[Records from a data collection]
• • • •

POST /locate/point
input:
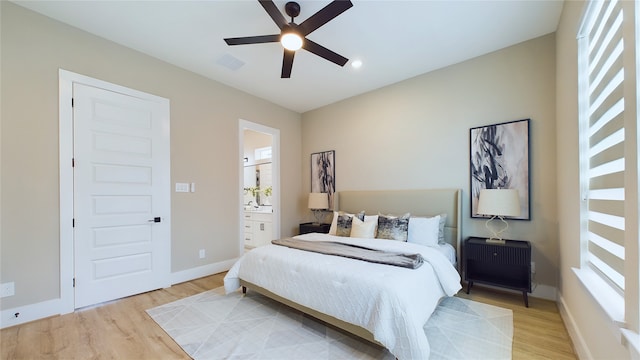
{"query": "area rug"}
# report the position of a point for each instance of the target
(212, 325)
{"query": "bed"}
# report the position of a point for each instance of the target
(387, 305)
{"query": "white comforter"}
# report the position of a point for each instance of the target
(393, 303)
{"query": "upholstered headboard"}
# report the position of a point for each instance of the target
(426, 202)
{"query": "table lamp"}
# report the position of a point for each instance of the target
(317, 203)
(498, 203)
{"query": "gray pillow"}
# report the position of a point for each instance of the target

• • • •

What is required | Pictures don't belong in the copy. Restate all the entries exactly.

Finished exercise |
POST /locate/point
input:
{"query": "area rug"}
# report the position of a point for each instance of the target
(212, 325)
{"query": "bed"}
# report the position of a point for each instance of the target
(387, 305)
{"query": "white comforter"}
# report the position of a point for each instance of the target
(393, 303)
{"query": "upholstered headboard"}
# report the position of a point for each instance of the target
(426, 202)
{"query": "table lamp"}
# report the position of a point for each instance of the target
(317, 203)
(498, 203)
{"query": "gray pillow"}
# report the position of a point for each instance of the target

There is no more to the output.